[Quoted text]
···

Max Cut by Semidefinite Programming

Quadratic formulation

• No obvious linear
• How about quadratic? $$ \begin{eqnarray*} \min \sum_{ij} \frac{1-x_ix_j}{2}\\ x_i \in \pm 1 \end{eqnarray*} $$
• Relax integrality? Doesn't matter: $$ \begin{eqnarray*} \min \sum_{ij \in E} \frac{1-x_ix_j}{2}\\ x_i^2 &= &1 \end{eqnarray*} $$
• Unfortunately, proves quadratic programming is NP-complete, even nonintegral.

Vector relaxation:

• Relax $x_i$ to a vector $v_i$
• Product becomes dot product $$ \begin{eqnarray*} \min \sum_{ij \in E} \frac{1-v_i \cdot v_j}{2}\\ \|v_i\| &= &1 \end{eqnarray*} $$
• This is a relaxation, so opt is better.
• Note: no constraints possible on individual coordinates
• Remarkable fact: solving this is tractable!
  • Consider matrix of vectors $V$
  • Matrix of dot products is $D=V^2$
  • In other words, $D$ is positive semidefinite (all eigenvalues nonnegative)
  • Conversely, every positive semidefinite matrix $D$ has a “square root” $V$ with $V^2=D$.
  • What does positive semidefinite mean? That $(\forall y) yDy^T \ge 0$
  • Can write this down as a linear constraint on $D$! $\sum y_iy_j d_{ij} \ge 0$
  • Infinitely many linear constraints, but can optimize anyway by linear programming techniques.
    • For example, finding a negative eigenvector serves as a separation oracle
    • best current (interior point) algorithms have $O(n^{3.5}\log 1/\epsilon)$
    • 1000s of variables can be solved in practice
    • potential problem: irrationals. but we only care about approximating anyway
  • Then square root can be computed by “Cholesky Factorization”
• One issue: results in $n$-dimensional vectors, where $n$ is number of constraints. We want boolean values!
• Requiring dimension of vectors to be small makes it NP-hard again.

Embeddings

• We have put graph in high dimensional space
• Such the $1-v_i \cdot v_j$ is “large” for edge $ij$
• i.e., $v_i \cdot v_j$ is small
• i.e., $i$ and $j$ are “far apart”
• Draw

Rounding:

• We need to return to $\pm 1$.
• i.e., need a rounding scheme.
• embedding gives large objective to far-apart points
• to keep that value, need to cut far apart items
• Given points in the plane, how separate into two groups such that far apart points get separated?

···

[Given exercise a] Summarize the Max Cut notes above in two sentences.

[Data in this exercise]
···

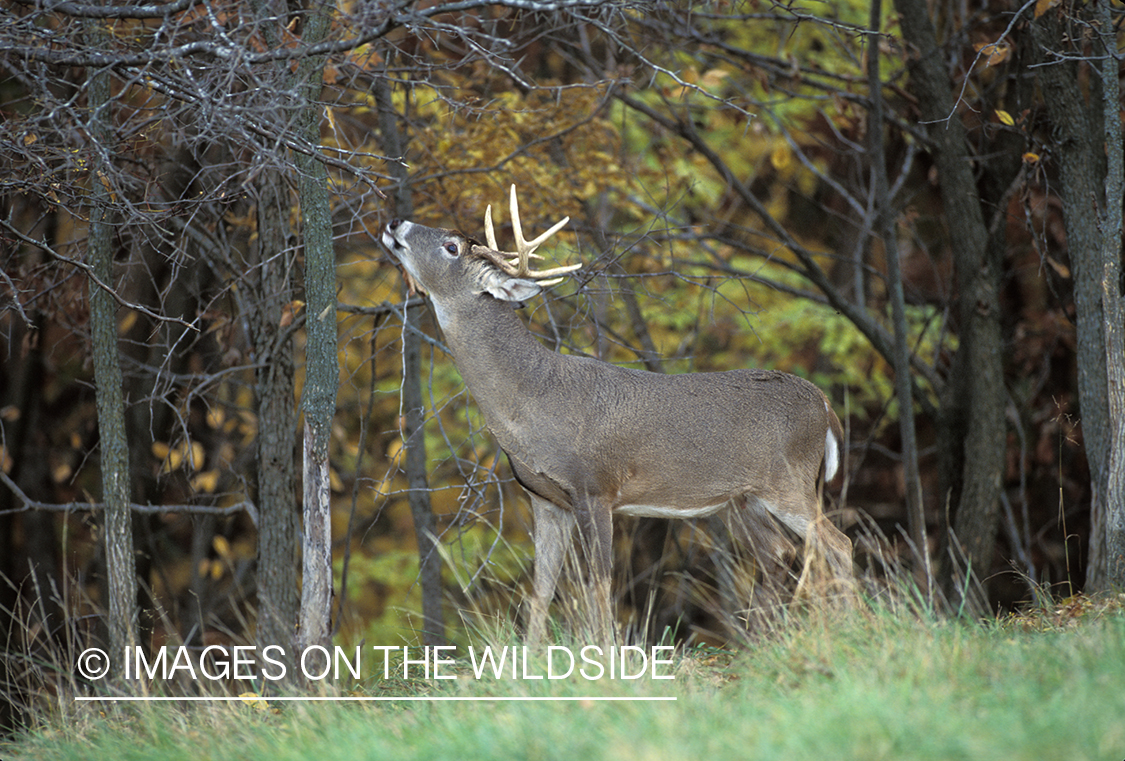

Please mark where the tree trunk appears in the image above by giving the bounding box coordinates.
[894,0,1007,608]
[87,24,137,675]
[294,6,340,646]
[856,0,933,600]
[250,171,299,673]
[1094,2,1125,590]
[1031,6,1122,590]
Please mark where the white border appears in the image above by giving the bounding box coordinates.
[74,695,676,702]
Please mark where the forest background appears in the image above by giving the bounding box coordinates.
[0,0,1125,723]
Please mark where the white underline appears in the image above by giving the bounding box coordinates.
[74,695,676,702]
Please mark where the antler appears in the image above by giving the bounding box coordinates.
[485,185,582,285]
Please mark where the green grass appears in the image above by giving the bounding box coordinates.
[8,612,1125,761]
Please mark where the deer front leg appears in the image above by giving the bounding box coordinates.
[575,496,617,648]
[528,492,574,647]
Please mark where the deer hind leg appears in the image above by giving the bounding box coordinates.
[528,492,575,646]
[768,492,855,607]
[575,496,617,647]
[730,494,797,632]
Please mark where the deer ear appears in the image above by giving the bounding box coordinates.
[480,267,542,302]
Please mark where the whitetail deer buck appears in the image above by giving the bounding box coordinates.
[383,186,853,643]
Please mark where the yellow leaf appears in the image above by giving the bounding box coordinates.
[51,463,73,484]
[1035,0,1062,18]
[387,439,403,460]
[770,143,793,172]
[191,469,219,494]
[973,42,1011,66]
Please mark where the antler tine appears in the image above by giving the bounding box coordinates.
[508,183,582,279]
[485,204,500,251]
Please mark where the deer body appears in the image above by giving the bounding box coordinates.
[384,189,852,642]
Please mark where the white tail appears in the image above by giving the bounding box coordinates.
[383,187,853,643]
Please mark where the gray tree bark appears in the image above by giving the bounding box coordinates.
[1031,3,1125,591]
[86,23,137,675]
[294,6,340,646]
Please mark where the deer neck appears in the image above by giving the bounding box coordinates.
[425,295,565,421]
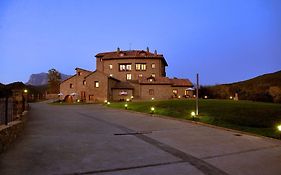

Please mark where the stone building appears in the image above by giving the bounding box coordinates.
[60,48,193,103]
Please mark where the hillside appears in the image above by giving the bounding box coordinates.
[26,72,70,86]
[201,71,281,103]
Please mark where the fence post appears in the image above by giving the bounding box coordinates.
[5,97,9,125]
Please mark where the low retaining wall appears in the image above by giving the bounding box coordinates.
[0,115,26,153]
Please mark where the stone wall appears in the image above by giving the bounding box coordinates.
[0,115,26,153]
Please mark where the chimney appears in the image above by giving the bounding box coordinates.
[154,49,157,56]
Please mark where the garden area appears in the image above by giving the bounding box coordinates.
[107,99,281,138]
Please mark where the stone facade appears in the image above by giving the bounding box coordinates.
[60,48,193,103]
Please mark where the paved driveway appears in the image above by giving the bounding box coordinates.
[0,103,281,175]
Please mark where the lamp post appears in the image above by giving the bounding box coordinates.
[277,124,281,139]
[190,111,195,120]
[150,106,155,114]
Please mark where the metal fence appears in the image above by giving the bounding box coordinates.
[0,98,15,125]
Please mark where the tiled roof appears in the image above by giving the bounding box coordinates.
[112,81,134,89]
[170,78,193,87]
[96,50,168,66]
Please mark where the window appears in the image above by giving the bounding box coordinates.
[136,63,146,71]
[126,74,132,80]
[95,81,100,88]
[126,64,132,70]
[119,64,132,71]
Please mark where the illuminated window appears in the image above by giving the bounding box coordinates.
[126,74,132,80]
[136,63,146,71]
[148,89,154,95]
[95,81,100,88]
[119,64,132,71]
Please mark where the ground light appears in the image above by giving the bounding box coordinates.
[190,111,195,120]
[150,107,155,114]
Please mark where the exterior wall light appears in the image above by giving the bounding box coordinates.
[190,111,195,120]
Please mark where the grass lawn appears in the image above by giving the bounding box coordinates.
[107,99,281,138]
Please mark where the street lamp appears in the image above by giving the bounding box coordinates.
[277,125,281,139]
[190,111,195,120]
[150,106,155,114]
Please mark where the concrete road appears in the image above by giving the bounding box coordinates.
[0,103,281,175]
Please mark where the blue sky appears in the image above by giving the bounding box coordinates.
[0,0,281,85]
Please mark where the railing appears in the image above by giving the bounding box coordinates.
[0,98,25,125]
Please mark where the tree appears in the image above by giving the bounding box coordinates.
[48,68,61,94]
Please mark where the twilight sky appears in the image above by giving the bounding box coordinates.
[0,0,281,85]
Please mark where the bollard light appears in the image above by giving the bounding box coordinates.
[190,111,195,120]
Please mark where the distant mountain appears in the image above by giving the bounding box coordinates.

···

[Given exercise b] Please resize the rows from the line with "Please mark where the railing" through the end of the rows, both ends included, and repeat every line with its request. Multiply each bounding-box coordinate in the answers by 1.05 and round to whole numbers, with halves rounded up.

[Correct response a] The Max Cut notes state the problem as a quadratic program over ±1 values, observe that quadratic programming is NP-complete even when nonintegral, and then relax each x_i to a unit vector v_i so that products become dot products. Solving this relaxation is tractable because the matrix of dot products is positive semidefinite, a condition expressible as infinitely many linear constraints that linear programming techniques can handle, but the result is n-dimensional vectors, so a rounding scheme that separates far-apart points is needed to return to ±1.

[Correct response b]
Please mark where the railing appears in the image above by giving the bounding box coordinates.
[0,103,26,131]
Please mark where the tree appears in the image above by giving the bounding box coordinates.
[50,71,64,99]
Please mark where the twilight sky appears in the image above by giving the bounding box coordinates.
[0,0,295,89]
Please mark where the bollard light appears in the image above by giving the bounding box coordinates.
[200,117,205,126]
Please mark where the distant mountain appears in the image above by giving the bounding box coordinates.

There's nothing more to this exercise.